--- LISTING ---
━━━━━━━━━━━━━━━━━━━━

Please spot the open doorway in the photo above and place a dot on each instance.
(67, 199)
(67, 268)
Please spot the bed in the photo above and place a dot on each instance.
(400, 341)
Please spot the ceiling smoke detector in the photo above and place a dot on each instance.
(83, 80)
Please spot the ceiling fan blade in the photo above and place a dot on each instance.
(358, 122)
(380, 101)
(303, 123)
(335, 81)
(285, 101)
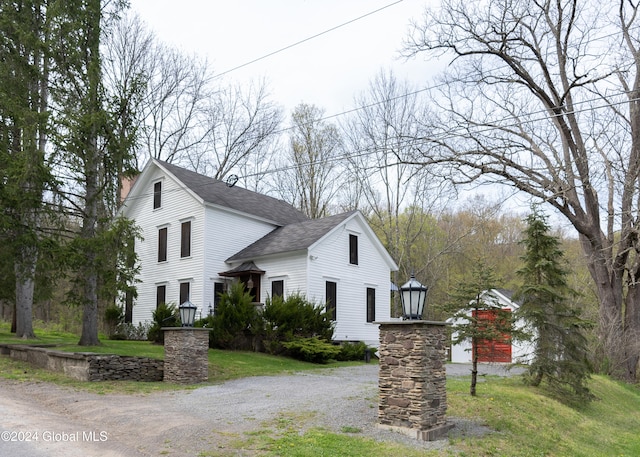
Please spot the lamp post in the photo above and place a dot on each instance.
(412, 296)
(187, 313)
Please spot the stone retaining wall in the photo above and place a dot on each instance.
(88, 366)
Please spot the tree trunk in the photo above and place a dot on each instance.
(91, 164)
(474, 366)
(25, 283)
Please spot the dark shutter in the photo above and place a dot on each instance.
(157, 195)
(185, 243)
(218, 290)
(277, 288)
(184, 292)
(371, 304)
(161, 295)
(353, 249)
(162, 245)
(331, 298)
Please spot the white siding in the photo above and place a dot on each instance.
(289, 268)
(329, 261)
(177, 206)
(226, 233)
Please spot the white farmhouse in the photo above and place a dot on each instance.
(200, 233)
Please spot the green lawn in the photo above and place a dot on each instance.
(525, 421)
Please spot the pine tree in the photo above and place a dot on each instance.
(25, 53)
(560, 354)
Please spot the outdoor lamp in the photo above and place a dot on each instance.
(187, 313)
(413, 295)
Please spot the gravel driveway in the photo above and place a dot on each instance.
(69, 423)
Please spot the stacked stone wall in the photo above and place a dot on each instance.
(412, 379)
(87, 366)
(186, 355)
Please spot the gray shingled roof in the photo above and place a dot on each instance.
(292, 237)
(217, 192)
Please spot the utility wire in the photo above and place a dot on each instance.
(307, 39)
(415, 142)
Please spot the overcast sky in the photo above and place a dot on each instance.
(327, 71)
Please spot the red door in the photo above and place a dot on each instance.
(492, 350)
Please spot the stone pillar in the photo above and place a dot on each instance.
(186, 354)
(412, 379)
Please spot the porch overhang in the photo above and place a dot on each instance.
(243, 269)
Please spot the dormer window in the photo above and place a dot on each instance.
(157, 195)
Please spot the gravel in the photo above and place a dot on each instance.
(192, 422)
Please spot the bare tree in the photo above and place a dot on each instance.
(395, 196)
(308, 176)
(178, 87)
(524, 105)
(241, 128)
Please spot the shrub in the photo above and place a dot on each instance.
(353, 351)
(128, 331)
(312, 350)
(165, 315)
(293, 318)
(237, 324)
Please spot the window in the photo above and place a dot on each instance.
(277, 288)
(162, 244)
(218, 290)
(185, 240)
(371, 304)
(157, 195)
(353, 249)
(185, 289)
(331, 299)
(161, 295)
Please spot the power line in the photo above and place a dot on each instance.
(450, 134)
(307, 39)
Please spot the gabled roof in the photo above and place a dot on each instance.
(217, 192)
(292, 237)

━━━━━━━━━━━━━━━━━━━━

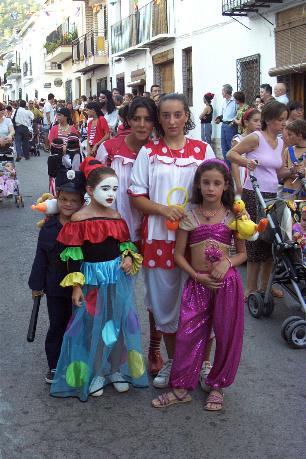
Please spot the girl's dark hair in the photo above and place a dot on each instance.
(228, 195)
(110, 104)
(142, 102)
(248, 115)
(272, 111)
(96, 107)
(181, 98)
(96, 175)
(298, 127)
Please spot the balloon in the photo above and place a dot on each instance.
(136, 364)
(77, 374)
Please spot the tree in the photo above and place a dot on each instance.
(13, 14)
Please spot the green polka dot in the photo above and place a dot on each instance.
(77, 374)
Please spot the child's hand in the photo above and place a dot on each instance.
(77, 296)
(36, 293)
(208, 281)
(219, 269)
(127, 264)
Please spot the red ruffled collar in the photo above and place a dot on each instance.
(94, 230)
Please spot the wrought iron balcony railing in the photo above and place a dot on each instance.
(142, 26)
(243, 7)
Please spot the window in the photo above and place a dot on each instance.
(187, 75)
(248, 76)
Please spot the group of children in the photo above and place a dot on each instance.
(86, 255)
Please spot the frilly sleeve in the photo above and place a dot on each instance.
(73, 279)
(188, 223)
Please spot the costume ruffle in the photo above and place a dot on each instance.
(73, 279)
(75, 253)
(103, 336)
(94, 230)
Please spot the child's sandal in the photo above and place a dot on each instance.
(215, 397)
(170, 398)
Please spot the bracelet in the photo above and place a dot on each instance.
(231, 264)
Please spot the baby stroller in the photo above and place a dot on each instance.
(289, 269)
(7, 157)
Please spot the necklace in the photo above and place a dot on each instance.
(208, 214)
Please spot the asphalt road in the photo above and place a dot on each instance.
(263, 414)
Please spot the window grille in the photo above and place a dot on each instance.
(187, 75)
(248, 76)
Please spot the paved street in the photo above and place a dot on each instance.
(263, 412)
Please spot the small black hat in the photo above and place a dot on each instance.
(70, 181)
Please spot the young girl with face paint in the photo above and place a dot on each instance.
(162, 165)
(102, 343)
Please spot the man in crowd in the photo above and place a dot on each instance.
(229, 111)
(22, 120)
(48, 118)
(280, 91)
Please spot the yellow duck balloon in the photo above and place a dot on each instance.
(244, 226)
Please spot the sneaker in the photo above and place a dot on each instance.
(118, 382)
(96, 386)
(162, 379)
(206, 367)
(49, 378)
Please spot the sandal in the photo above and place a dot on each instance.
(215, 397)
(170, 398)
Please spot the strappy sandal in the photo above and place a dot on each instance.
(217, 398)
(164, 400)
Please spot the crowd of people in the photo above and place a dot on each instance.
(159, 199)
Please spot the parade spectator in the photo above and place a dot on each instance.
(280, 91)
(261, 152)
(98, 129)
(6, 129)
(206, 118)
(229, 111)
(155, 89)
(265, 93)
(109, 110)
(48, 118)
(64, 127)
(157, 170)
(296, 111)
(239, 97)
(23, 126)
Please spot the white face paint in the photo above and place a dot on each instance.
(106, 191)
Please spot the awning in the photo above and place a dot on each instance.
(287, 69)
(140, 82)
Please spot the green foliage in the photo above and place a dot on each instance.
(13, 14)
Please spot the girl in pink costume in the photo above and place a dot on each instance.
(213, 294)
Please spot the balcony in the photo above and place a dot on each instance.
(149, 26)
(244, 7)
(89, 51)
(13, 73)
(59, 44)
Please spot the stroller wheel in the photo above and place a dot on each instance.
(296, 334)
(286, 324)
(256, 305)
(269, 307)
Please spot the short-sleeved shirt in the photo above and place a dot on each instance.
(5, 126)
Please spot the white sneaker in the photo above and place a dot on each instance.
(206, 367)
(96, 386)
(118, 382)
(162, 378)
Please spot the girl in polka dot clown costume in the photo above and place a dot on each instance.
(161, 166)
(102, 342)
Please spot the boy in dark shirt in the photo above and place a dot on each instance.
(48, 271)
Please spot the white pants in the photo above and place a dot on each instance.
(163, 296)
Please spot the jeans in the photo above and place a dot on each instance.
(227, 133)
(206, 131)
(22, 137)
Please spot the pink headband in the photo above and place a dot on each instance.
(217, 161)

━━━━━━━━━━━━━━━━━━━━

--- SET EXERCISE ---
Select every line of the material above that contains the string "shirt", treating uppercase and lowercase letters as distinct.

--- THE RESULT ---
Please spot the short-sleeved shirt in the photo above and place a dot on each instance.
Please spot the boy in dark shirt in the photo above and place a dot on each instance.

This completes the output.